**Description of the task**
Count how many lines of the listing contain "below", then give that number and nothing more.

**Information**

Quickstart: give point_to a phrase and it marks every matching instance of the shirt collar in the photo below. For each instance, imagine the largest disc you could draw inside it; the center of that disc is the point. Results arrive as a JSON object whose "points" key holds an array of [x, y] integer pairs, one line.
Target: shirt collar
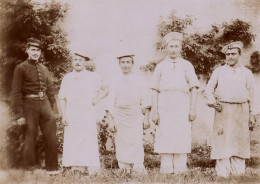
{"points": [[176, 60], [233, 69]]}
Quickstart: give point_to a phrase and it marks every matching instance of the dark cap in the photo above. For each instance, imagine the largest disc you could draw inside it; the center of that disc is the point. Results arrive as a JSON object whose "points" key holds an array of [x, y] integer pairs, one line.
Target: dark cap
{"points": [[34, 42], [129, 55], [85, 57]]}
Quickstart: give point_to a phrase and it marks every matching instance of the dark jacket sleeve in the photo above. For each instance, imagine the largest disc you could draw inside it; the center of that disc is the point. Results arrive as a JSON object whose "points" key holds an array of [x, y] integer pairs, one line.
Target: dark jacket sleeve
{"points": [[50, 88], [16, 93]]}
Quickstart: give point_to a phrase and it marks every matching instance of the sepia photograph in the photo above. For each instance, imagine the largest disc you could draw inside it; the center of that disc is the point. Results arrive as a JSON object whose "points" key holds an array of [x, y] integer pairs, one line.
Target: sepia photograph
{"points": [[129, 91]]}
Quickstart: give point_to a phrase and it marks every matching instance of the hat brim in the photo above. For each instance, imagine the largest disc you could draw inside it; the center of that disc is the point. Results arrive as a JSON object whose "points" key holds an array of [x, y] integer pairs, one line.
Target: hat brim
{"points": [[34, 45], [85, 57], [126, 56]]}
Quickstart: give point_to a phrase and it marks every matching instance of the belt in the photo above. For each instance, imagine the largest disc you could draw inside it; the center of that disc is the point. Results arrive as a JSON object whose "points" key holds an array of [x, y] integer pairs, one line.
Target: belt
{"points": [[41, 94]]}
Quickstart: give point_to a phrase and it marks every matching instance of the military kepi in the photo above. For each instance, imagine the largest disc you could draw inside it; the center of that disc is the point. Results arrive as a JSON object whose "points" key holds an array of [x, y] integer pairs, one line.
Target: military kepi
{"points": [[172, 36], [232, 45], [85, 57], [34, 42]]}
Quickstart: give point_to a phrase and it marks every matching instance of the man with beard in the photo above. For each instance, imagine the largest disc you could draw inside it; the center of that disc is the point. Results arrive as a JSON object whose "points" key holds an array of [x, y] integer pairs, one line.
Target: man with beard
{"points": [[231, 91], [32, 99]]}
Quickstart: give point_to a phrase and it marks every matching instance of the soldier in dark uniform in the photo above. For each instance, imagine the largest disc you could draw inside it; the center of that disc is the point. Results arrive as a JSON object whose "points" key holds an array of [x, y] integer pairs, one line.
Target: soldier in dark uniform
{"points": [[32, 99]]}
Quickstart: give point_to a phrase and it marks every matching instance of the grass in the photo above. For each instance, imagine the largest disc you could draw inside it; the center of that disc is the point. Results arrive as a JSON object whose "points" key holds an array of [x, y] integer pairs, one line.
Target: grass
{"points": [[194, 175]]}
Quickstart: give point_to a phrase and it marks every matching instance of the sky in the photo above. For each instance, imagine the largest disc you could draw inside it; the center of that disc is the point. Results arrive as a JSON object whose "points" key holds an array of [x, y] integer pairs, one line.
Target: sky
{"points": [[102, 29]]}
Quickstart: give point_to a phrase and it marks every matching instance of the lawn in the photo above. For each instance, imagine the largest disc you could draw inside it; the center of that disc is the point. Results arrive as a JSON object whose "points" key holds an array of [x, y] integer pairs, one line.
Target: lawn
{"points": [[194, 175]]}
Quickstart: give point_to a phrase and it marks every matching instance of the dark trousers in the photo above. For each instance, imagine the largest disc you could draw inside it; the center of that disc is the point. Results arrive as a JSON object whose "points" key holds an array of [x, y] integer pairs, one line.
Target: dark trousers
{"points": [[39, 112]]}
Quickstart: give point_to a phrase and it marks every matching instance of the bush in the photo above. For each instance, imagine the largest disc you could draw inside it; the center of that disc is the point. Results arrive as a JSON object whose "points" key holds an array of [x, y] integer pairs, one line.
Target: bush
{"points": [[200, 157], [22, 19], [203, 50], [15, 142]]}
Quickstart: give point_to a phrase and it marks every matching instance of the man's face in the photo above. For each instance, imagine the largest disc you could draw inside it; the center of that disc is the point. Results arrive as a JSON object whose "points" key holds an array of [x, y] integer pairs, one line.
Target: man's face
{"points": [[174, 48], [232, 56], [33, 52], [78, 63], [126, 64]]}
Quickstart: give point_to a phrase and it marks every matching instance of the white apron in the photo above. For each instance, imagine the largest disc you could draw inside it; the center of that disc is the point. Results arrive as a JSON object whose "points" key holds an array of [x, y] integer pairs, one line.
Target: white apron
{"points": [[80, 147], [125, 101], [173, 135]]}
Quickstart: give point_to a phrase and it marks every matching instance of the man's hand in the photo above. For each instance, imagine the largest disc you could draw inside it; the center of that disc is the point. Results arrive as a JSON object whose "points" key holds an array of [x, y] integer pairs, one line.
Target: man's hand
{"points": [[156, 118], [112, 127], [216, 106], [20, 121], [146, 123], [252, 122], [94, 101], [192, 115], [64, 121]]}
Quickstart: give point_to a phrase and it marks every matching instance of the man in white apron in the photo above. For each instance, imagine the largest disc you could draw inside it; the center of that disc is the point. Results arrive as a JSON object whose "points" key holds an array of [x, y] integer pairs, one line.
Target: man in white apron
{"points": [[174, 95], [231, 91], [78, 95], [128, 113]]}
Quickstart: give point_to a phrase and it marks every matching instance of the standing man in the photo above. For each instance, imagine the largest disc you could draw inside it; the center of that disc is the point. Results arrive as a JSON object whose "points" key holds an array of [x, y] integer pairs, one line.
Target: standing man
{"points": [[32, 99], [128, 113], [80, 91], [231, 91], [174, 88]]}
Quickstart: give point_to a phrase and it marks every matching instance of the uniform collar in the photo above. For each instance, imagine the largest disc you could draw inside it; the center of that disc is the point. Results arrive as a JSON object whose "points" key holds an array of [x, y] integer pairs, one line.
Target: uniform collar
{"points": [[176, 60], [32, 61], [233, 69]]}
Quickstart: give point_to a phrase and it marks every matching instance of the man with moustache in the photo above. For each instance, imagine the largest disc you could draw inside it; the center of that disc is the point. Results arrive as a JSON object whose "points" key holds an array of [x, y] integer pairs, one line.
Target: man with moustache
{"points": [[80, 91], [128, 109], [32, 99], [231, 91], [174, 94]]}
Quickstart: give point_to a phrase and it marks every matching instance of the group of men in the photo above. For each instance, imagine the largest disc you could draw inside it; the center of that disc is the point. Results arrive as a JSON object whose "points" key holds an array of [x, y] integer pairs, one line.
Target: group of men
{"points": [[170, 101]]}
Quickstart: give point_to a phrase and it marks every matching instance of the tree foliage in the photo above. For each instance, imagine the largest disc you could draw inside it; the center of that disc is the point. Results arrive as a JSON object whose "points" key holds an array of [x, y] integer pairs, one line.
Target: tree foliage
{"points": [[203, 50], [22, 19]]}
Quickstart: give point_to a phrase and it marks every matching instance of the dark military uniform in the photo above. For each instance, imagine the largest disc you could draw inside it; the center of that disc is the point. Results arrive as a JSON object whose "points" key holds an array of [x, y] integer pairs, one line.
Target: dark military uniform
{"points": [[32, 98]]}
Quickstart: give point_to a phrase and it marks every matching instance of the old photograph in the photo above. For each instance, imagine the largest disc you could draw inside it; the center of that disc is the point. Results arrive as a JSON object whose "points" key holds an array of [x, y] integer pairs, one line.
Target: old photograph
{"points": [[129, 91]]}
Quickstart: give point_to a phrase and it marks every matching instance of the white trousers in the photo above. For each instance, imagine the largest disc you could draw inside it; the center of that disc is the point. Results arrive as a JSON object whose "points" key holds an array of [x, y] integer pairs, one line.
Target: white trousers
{"points": [[232, 165], [173, 163], [137, 167]]}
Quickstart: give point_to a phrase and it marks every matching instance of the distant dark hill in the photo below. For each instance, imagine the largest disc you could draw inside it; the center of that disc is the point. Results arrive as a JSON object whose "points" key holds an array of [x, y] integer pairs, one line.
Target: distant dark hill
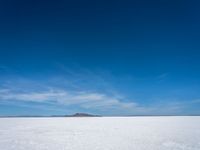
{"points": [[82, 115]]}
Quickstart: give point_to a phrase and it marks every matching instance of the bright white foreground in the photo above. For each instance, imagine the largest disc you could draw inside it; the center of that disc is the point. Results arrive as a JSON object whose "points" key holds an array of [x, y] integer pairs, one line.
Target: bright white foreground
{"points": [[103, 133]]}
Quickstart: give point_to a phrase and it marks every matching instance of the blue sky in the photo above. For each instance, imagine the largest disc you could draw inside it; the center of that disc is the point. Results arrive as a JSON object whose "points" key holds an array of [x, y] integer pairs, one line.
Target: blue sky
{"points": [[102, 57]]}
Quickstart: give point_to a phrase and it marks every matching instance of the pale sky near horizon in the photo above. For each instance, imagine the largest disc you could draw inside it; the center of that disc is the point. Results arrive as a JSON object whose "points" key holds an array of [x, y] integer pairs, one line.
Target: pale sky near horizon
{"points": [[103, 57]]}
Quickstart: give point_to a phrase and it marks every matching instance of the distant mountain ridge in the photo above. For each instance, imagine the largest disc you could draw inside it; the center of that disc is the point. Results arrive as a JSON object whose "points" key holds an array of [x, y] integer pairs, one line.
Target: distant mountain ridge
{"points": [[83, 115]]}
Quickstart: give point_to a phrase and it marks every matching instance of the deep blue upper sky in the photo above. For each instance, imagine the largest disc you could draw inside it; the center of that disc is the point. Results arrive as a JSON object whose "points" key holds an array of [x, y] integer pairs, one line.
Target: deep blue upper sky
{"points": [[107, 57]]}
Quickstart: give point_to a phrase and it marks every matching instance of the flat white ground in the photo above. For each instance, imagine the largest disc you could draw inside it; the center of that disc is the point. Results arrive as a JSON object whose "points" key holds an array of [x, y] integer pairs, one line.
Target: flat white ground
{"points": [[103, 133]]}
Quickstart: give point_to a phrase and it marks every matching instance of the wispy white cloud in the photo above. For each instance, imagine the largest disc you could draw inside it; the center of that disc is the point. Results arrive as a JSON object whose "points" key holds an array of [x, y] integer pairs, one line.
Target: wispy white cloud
{"points": [[87, 100]]}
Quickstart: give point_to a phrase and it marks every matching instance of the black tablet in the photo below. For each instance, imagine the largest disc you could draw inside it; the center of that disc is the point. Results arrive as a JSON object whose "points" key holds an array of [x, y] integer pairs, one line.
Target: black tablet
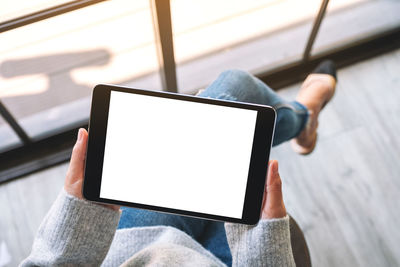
{"points": [[178, 154]]}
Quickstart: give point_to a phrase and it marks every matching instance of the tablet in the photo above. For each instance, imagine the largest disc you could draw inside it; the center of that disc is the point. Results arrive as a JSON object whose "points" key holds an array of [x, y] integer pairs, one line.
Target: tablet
{"points": [[178, 154]]}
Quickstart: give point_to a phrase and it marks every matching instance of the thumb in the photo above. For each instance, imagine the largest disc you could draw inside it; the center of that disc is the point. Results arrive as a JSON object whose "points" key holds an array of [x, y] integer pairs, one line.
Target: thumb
{"points": [[273, 202], [74, 179]]}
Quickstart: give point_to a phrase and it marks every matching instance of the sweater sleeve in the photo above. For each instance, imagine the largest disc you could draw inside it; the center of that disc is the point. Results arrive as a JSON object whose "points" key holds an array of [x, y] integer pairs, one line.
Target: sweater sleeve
{"points": [[74, 232], [266, 244]]}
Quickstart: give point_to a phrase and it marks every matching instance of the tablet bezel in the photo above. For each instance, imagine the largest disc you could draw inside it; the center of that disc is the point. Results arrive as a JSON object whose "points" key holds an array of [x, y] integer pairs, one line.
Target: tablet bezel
{"points": [[262, 141]]}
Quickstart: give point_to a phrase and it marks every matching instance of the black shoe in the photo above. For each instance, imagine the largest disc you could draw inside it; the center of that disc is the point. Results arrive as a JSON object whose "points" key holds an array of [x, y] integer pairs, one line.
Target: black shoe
{"points": [[326, 67]]}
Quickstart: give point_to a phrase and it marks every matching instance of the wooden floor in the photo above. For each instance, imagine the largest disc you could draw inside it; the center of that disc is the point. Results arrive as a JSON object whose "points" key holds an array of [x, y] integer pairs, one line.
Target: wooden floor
{"points": [[344, 195]]}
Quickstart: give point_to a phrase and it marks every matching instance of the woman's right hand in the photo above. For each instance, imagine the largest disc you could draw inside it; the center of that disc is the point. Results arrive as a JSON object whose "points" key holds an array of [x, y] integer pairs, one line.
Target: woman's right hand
{"points": [[273, 206]]}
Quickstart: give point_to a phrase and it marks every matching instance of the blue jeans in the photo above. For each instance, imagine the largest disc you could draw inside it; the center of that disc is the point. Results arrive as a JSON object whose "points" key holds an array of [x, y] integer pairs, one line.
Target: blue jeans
{"points": [[232, 85]]}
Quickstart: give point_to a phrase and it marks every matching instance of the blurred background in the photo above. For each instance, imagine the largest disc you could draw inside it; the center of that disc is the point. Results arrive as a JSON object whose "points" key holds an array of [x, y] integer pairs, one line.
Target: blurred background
{"points": [[52, 53]]}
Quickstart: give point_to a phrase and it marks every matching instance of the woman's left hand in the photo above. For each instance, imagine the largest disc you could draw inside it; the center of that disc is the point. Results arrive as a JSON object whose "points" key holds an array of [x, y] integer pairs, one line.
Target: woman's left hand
{"points": [[74, 180]]}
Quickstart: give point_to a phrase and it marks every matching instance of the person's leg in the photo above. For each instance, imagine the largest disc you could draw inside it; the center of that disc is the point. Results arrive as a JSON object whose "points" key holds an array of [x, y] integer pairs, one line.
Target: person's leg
{"points": [[131, 217], [214, 240], [237, 85], [210, 234]]}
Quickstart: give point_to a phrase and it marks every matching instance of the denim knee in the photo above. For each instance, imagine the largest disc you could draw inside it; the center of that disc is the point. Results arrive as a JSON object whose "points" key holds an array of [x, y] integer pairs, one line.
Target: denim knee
{"points": [[236, 75]]}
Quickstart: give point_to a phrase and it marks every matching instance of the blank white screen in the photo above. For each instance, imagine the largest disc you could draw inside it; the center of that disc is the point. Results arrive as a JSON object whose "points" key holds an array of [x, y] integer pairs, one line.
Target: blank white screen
{"points": [[177, 154]]}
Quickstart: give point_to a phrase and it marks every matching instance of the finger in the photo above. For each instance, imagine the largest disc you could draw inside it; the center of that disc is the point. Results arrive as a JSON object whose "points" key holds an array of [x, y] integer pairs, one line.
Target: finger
{"points": [[76, 166], [274, 206]]}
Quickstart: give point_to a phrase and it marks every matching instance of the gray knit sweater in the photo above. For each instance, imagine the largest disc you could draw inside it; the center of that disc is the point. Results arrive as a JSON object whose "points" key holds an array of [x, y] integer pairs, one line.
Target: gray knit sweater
{"points": [[80, 233]]}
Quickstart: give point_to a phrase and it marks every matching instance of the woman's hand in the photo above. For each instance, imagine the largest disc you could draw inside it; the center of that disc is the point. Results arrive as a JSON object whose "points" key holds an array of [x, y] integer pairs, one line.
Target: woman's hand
{"points": [[74, 180], [273, 206]]}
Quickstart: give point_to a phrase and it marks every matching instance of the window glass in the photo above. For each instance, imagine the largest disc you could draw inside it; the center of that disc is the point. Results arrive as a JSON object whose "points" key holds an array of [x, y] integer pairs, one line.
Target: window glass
{"points": [[11, 9], [48, 68], [212, 36]]}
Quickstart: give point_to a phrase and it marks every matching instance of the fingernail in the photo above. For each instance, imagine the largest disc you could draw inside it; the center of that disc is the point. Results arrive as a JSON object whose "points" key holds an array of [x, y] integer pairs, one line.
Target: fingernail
{"points": [[274, 167], [80, 135]]}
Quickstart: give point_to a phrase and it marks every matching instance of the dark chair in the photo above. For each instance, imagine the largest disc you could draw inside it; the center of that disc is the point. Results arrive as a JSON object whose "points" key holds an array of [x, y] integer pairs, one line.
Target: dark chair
{"points": [[300, 250]]}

**Response area**
3